> _TASK DIRECTIONS_: Here are some entries; quote each one exactly.

> _EXERCISE MATERIALS_:
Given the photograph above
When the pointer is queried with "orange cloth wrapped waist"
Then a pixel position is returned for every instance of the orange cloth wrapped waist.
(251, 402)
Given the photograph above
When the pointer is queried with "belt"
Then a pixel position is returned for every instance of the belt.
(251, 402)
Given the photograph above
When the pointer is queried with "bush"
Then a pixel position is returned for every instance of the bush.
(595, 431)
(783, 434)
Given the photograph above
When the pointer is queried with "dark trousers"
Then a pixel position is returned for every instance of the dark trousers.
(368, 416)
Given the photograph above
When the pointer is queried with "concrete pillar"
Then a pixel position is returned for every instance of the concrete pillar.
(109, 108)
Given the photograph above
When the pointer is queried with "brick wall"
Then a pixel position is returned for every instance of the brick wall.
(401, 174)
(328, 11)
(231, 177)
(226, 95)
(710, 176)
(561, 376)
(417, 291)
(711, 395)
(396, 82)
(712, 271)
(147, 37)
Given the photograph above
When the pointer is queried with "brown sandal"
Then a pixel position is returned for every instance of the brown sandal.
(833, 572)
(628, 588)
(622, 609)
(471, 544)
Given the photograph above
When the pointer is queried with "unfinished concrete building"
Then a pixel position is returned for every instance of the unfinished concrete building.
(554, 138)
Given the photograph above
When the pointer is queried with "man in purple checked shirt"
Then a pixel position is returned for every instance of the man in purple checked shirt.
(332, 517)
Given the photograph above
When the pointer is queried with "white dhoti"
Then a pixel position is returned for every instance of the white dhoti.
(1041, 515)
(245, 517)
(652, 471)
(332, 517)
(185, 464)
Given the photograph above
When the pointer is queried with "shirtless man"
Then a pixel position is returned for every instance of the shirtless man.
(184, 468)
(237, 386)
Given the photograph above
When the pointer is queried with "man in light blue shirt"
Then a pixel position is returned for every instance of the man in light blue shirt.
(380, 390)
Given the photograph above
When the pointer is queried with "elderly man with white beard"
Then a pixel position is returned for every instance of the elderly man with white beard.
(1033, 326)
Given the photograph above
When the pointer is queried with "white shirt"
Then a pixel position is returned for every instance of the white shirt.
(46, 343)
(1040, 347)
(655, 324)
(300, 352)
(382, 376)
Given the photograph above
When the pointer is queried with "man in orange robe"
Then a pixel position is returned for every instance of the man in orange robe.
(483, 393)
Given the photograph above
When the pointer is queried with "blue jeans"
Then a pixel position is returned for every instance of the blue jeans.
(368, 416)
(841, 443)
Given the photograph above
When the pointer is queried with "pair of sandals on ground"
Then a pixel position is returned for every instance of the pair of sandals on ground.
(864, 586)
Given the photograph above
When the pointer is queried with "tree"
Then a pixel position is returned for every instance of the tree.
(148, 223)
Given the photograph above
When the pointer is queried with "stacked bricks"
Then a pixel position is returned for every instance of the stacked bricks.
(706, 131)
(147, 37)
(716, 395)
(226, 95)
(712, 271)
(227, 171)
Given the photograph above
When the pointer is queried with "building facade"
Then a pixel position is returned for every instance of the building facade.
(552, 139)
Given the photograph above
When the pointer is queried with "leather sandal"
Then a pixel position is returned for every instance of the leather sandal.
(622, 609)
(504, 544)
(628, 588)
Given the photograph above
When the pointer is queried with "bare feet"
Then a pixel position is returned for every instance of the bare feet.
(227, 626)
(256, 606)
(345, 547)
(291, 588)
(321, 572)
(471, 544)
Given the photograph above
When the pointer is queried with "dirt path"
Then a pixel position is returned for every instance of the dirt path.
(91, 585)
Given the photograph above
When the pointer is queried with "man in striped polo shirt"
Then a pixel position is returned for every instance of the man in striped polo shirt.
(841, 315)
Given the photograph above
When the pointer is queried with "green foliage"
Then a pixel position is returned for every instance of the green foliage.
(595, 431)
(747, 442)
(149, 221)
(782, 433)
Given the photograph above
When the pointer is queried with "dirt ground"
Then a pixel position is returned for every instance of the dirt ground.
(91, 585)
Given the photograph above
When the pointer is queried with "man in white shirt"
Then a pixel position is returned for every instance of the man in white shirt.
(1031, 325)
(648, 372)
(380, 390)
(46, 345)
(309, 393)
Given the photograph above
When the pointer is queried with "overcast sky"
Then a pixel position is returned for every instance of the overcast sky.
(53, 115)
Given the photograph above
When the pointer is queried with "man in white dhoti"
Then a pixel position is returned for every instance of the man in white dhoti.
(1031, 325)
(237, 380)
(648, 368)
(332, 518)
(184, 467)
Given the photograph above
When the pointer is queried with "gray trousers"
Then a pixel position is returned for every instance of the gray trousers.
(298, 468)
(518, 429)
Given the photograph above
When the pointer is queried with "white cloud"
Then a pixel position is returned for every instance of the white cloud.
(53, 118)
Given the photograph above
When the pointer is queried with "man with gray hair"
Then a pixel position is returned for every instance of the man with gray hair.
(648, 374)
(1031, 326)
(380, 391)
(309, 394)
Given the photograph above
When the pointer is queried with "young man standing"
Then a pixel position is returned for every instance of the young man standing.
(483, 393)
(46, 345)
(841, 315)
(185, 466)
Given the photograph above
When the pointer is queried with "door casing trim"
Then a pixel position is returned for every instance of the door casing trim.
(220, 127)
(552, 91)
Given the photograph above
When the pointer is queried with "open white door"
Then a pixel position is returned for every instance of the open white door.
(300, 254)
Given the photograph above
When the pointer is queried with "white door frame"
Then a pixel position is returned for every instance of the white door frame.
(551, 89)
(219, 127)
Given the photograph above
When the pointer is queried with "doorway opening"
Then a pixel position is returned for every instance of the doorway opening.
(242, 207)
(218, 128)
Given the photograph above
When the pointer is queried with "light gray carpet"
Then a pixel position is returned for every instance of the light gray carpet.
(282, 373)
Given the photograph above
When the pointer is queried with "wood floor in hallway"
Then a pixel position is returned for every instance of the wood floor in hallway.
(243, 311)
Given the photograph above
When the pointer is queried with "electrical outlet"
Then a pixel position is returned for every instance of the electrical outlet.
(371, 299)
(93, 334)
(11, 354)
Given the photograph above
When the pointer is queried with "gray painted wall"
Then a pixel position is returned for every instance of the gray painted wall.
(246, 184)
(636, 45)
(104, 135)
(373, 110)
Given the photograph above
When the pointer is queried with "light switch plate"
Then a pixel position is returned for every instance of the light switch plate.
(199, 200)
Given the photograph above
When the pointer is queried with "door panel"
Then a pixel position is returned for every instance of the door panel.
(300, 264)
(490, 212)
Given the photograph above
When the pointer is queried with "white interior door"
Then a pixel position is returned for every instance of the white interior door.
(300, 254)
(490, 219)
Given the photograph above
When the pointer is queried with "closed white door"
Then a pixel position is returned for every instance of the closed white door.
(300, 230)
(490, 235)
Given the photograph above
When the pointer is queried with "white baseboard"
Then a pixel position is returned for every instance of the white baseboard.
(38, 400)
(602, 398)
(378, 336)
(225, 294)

> _THE REPLY_:
Given the photograph above
When the pointer is queried with "orange cloth wrapped waist"
Then a pixel position is returned for every instance of the orange cloth wrapped waist.
(251, 402)
Given the photograph above
When the pointer is queried with "belt"
Then a pixel position is returned for every instance of the belt.
(251, 402)
Given the photograph above
When the pointer is queried with "bush"
Then a pixel position is returned for every instance of the bush.
(595, 431)
(783, 434)
Given the photograph above
When the pointer is queried with "dark trousers"
Then a pixel position is returned for every instance of the dark trousers.
(368, 416)
Given the photograph above
When the pointer is queried with "concrete pillar"
Then a pixel position is returned for every instance of the concrete pillar.
(109, 108)
Given the photograph above
When the pointer is queried with "brick wall"
Then a pixel position is returned for every instance of the brick wall.
(401, 174)
(328, 11)
(231, 177)
(226, 95)
(710, 176)
(561, 376)
(417, 291)
(711, 395)
(396, 82)
(712, 271)
(147, 37)
Given the photograph above
When the pointer is queried with "brown sandal"
Then a pixel position is returned for every instance of the brown sandal.
(833, 572)
(628, 588)
(622, 609)
(471, 544)
Given the photograph above
When the pointer is queried with "unfinished concrete building"
Then a pixel position is returned for every instance of the unfinished concrete building.
(554, 138)
Given the photograph above
When the pointer is queried with "man in purple checked shirt"
Then a pixel position is returned for every instance of the man in purple checked shirt.
(332, 517)
Given the photograph above
When the pointer is queried with "white dhoti"
Then a pixel position is returned for every instance of the white dhoti.
(1041, 515)
(245, 517)
(652, 471)
(332, 517)
(185, 464)
Given the photograph above
When the pointer is queried with "shirtless man"
Then a pixel position is returned for every instance of the shirtless man.
(184, 468)
(237, 386)
Given the photograph above
When the pointer is queried with "man in light blue shirt"
Then a pixel position is returned for every instance of the man in light blue shirt.
(380, 390)
Given the photograph above
When the pointer is queried with "elderly man with white beard"
Then a pixel position is returned for every instance of the elderly man with white beard.
(1033, 326)
Given the photograph above
When the pointer is queried with "white shirt"
Then a pixel position is returned for every instance of the white shirt.
(46, 343)
(1040, 347)
(655, 324)
(300, 352)
(382, 376)
Given the photograph above
When the pointer is queried with "man in orange robe"
Then a pixel position is returned for every instance of the man in orange robe.
(483, 393)
Given the photograph above
When the pointer is queried with "blue jeans"
Then a pixel position is returned for every instance of the blue jeans.
(368, 416)
(841, 443)
Given the photograph above
When the pointer is queried with "pair of sandals on ground"
Then a pixel position is returned for every instance of the pair of sandals on ground.
(864, 586)
Given the photograph above
When the pointer is queried with "tree"
Then a pixel position is returned for every instance of the tree.
(148, 223)
Given the photograph above
When the pointer is queried with "stacked bricks"
Then a pixel position is returned for every instance of the stacked bricks.
(706, 131)
(147, 37)
(716, 395)
(226, 95)
(712, 271)
(227, 171)
Given the photograph above
When the pointer is queried with "building facade"
Then a pixel position is returned for every instance of the building facade.
(552, 139)
Given the photograph above
When the pointer is queried with "leather sandal"
Then a pixel position is returned for every instance of the leather sandal.
(622, 609)
(504, 544)
(628, 588)
Given the photograph above
When the pointer is queried with "bare feet"
Then a pixel position is returned for every instance of the bare feet.
(227, 626)
(256, 606)
(345, 547)
(291, 588)
(321, 572)
(471, 544)
Given the photograph above
When the pointer is queried with "dirt path"
Then a pixel position is returned for every instance of the dirt path.
(91, 585)
Given the photograph above
When the pointer is queried with "man in striped polo shirt"
Then a pixel position is returned for every instance of the man in striped polo shirt.
(841, 315)
Given the photograph above
When the pointer is queried with "green foliage"
Then a pixel position is returned for every instance of the green foliage.
(595, 431)
(747, 442)
(149, 221)
(782, 433)
Given the photograph above
When the pointer is queried with "dirt ground"
Then a pixel position is returned for every instance of the dirt ground.
(91, 585)
Given the photograph above
When the pointer is queried with "man in white shirt"
Then a pixel position is returned for every instance of the man in white shirt.
(1031, 325)
(648, 372)
(380, 390)
(46, 345)
(309, 393)
Given the photograph above
When the pointer is queried with "overcast sky"
Then a pixel position is returned for every instance of the overcast sky.
(53, 115)
Given the photograph above
When the pointer is queried with "man in white dhoti"
Then a pixel position is returned for every instance of the man in white dhoti.
(1031, 325)
(237, 380)
(648, 368)
(332, 518)
(184, 467)
Given the photograph above
When the pointer is queried with "gray trousers"
Then a pixel position is returned for every instance of the gray trousers.
(298, 468)
(518, 429)
Given the photograph above
When the pointer is queried with "white cloud"
Then a pixel position is returned for every instance of the white cloud.
(53, 118)
Given the photograph above
When the pointer is queried with "man with gray hair"
Then a pixel position is returned for every instance of the man with gray hair.
(648, 374)
(1031, 326)
(380, 391)
(309, 394)
Given the photograph above
When the pointer is queried with "young man standing"
Then a pixel position is returned for every instance of the young man standing.
(483, 393)
(46, 345)
(841, 315)
(185, 466)
Given the photograph above
When the pointer is queried with "door casing trim"
Then a pixel position is returned for every instance of the door casing trim.
(220, 127)
(552, 91)
Given the photograph above
When the pointer is queried with "open white door"
Then a pixel position is returned for every instance of the open white door.
(300, 254)
Given the photograph above
When the pointer is queried with "white door frame"
Then a pixel position is returned for every instance of the white door frame.
(551, 89)
(219, 127)
Given the photograph above
When the pointer is queried with "doorway opening"
Then a pixel position is returned for every instance of the doorway opening.
(242, 207)
(218, 128)
Given the photograph above
When the pointer is queried with "light gray carpet"
Then a pixel position is returned for every instance of the light gray carpet.
(282, 373)
Given the photograph above
When the pointer is queried with "wood floor in hallway"
Then a pixel position is returned for every instance of the wood floor in hallway.
(243, 311)
Given the photograph above
When the pointer is queried with "electrical outlet"
Then a pixel position is returned for every instance of the electrical outlet.
(371, 299)
(93, 334)
(11, 354)
Given the photograph above
When the pointer is queried with "gray painted wall"
Then a pixel position is returned for every instance of the gray painted wall.
(246, 184)
(636, 45)
(104, 135)
(373, 110)
Given the photograph above
When the pointer is queried with "light switch plate"
Then a pixel position is returned for every instance of the light switch plate.
(199, 200)
Given the photograph above
When the pointer is queried with "door panel"
Then a pixel position is returned for every instance of the door panel.
(300, 264)
(490, 212)
Given the photograph above
When the pointer is queried with "white interior door"
Then a pixel position is returned for every instance of the white interior door.
(300, 254)
(490, 219)
Given the photograph above
When the pointer is queried with "closed white door"
Then a pixel position is returned for every instance of the closed white door.
(300, 230)
(490, 235)
Given the photograph above
When the pointer is queried with "white baseboard"
Then a pixel position is returned for every instance of the white baseboard.
(38, 400)
(602, 398)
(378, 336)
(225, 294)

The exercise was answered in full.